*To be done*:
**A.** Answer these questions using the Julia profiling passage:
(i) Why does profiling a single call of polynomial_stable produce almost no useful output?
(ii) Which package does the lab use for visual profiling output, and what does it not require?
(iii) What technique does the passage name for fixing the cost of the power function ^?
**B.** Write what comes next in the Julia profiling passage, picking up after its final sentence about the Horner schema.

*Passage*:
──────

Polynomial with scalars
Let's look at our favorite polynomial
function or rather it's type stable variant polynomial_stable
under the profiling lens.
# clear the last trace (does not have to be run on fresh start)
Profile.clear()
@profile polynomial_stable(a, xf)
# text based output of the profiler
# not shown here because it is not incredibly informative
Profile.print()
Unless the machine that you run the code on is really slow, the resulting output contains nothing or only some internals of Julia's interactive REPL. This is due to the fact that our polynomial
function take only few nanoseconds to run. When we want to run profiling on something, that takes only a few nanoseconds, we have to repeatedly execute the function.
function run_polynomial_stable(a, x, n)
for _ in 1:n
polynomial_stable(a, x)
end
end
a = rand(-10:10, 10) # using longer polynomial
run_polynomial_stable(a, xf, 10) #hide
Profile.clear()
@profile run_polynomial_stable(a, xf, Int(1e5))
Profile.print()
In order to get more of a visual feel for profiling, there are packages that allow you to generate interactive plots or graphs. In this lab we will use ProfileSVG.jl
, which does not require any fancy IDE or GUI libraries.
@profview run_polynomial_stable(a, xf, Int(1e5))
Let's compare this with the type unstable situation.
Other options for viewing profiler outputs
- ProfileView - close cousin of
ProfileSVG
, spawns GTK window with interactive FlameGraph - VSCode - always imported
@profview
macro, flamegraphs (js extension required), filtering, one click access to source code - PProf - serializes the profiler output to protobuffer and loads it in
pprof
web app, graph visualization of stacktraces
Applying fixes
We have noticed that no matter if the function is type stable or unstable the majority of the computation falls onto the power function ^
and there is a way to solve this using a clever technique called Horner schema[1], which uses distributive and associative rules to convert the sum of powers into an incremental multiplication of partial results.

──────

*Data shown*:
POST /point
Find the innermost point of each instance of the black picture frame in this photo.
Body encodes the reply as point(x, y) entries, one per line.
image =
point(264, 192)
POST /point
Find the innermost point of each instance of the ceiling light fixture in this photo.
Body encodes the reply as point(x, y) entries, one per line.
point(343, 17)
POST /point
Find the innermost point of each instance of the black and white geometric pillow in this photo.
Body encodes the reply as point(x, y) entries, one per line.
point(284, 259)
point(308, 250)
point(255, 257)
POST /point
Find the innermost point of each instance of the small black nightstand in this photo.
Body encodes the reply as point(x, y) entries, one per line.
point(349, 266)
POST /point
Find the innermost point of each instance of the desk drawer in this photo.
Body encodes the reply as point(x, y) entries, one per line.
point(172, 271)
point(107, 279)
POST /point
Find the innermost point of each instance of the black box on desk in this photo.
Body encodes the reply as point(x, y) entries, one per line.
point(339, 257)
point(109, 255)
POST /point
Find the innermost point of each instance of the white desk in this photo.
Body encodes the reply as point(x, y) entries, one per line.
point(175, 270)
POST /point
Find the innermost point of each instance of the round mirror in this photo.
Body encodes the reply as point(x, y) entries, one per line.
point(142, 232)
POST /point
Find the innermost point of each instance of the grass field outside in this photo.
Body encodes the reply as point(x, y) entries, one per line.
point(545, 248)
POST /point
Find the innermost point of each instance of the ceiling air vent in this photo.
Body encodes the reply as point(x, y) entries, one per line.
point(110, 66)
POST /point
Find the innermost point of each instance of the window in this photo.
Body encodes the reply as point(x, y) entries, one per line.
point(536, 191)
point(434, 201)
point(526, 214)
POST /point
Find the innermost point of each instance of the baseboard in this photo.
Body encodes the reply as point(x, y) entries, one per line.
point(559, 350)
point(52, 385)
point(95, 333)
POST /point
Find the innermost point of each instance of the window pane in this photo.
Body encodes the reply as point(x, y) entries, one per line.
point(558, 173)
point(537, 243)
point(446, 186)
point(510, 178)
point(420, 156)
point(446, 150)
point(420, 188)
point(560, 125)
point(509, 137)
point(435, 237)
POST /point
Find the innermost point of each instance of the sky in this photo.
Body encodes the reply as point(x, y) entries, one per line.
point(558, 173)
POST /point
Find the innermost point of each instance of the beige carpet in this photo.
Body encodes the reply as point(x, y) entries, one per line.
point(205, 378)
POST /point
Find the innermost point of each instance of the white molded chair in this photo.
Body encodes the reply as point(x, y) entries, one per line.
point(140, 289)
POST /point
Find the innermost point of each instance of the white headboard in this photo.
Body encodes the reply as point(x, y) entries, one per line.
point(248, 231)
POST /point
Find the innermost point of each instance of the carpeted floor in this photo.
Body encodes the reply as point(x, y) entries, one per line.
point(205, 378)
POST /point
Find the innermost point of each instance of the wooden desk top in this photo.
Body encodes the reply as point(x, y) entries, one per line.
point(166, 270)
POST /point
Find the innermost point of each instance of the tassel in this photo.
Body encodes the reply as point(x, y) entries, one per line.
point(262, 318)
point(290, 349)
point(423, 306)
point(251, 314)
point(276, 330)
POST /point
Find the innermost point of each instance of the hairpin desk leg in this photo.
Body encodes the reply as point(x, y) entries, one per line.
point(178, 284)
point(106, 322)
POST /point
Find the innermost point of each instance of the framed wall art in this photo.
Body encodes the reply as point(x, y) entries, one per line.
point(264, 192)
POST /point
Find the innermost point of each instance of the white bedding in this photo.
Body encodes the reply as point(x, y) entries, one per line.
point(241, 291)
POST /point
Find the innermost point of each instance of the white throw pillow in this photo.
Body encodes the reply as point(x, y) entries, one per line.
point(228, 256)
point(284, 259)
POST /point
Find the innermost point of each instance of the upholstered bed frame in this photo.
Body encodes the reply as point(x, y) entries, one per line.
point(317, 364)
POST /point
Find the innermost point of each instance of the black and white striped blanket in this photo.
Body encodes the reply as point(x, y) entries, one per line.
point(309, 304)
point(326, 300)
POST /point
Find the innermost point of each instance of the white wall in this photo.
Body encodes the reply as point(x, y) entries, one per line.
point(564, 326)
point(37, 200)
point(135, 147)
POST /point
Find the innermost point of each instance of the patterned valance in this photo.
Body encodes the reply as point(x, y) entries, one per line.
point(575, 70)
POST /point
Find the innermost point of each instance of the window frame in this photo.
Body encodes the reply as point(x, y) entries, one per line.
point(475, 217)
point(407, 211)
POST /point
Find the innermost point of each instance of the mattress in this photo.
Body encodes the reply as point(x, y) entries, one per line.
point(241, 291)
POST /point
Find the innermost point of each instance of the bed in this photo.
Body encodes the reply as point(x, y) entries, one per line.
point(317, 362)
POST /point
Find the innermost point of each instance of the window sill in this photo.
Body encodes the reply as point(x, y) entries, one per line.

──────

*Answers to the exercise*:
**A.**
(i) The function takes only a few nanoseconds to run.
(ii) ProfileSVG.jl, which does not require any fancy IDE or GUI libraries.
(iii) The Horner schema.

**B.**
Rewrite the polynomial
function using the Horner schema/method[1]. Moreover include the type stability fixes from polynomial_stable
You should get more than 3x speedup when measured against the old implementation (measure polynomial
against polynomial_stable
.
BONUS: Profile the new method and compare the differences in traces.
Where to find source code?
As most of Julia is written in Julia itself it is sometimes helpful to look inside for some details or inspiration. The code of Base
and stdlib pkgs is located just next to Julia's installation in the ./share/julia
subdirectory
./julia-1.6.2/
├── bin
├── etc
│ └── julia
├── include
│ └── julia
│ └── uv
├── lib
│ └── julia
├── libexec
└── share
├── appdata
├── applications
├── doc
│ └── julia # offline documentation (https://docs.julialang.org/en/v1/)
└── julia
├── base # base library
├── stdlib # standard library
└── test
Other packages installed through Pkg interface are located in the .julia/
directory which is located in your $HOMEDIR
, i.e. /home/$(user)/.julia/
on Unix based systems and /Users/$(user)/.julia/
on Windows.
~/.julia/
├── artifacts
├── compiled
├── config # startup.jl lives here
├── environments
├── logs
├── packages # packages are here
└── registries
If you are using VSCode, the paths visible in the REPL can be clicked through to he actual source code. Moreover in that environment the documentation is usually available upon hovering over code.
Setting up benchmarks to our liking
In order to control the number of samples/evaluation and the amount of time given to a given benchmark, we can simply append these as keyword arguments to @btime
or @benchmark
in the following way
julia> @benchmark sum($(rand(1000))) evals=100 samples=10 seconds=1
BenchmarkTools.Trial: 10 samples with 100 evaluations.
Range (min … max): 174.580 ns … 188.750 ns ┊ GC (min … max): 0.00% … 0.00%
Time (median): 175.420 ns ┊ GC (median): 0.00%
Time (mean ± σ): 176.585 ns ± 4.293 ns ┊ GC (mean ± σ): 0.00% ± 0.00%
█
█▅▁█▁▅▁▁▁▁▁▁▁▁▁▁▁▁▁▁▁▁▁▁▁▁▁▁▁▁▁▁▁▁▁▁▁▁▁▁▁▁▁▁▁▁▁▁▁▁▁▁▁▁▁▁▁▁▁▁▅ ▁
175 ns Histogram: frequency by time 189 ns <
Memory estimate: 0 bytes, allocs estimate: 0.
which runs the code repeatedly for up to 1s
, where each of the 10
samples in the trial is composed of 10
evaluations. Setting up these parameters ourselves creates a more controlled environment in which performance regressions can be more easily identified.
Another axis of customization is needed when we are benchmarking mutable operations such as sort!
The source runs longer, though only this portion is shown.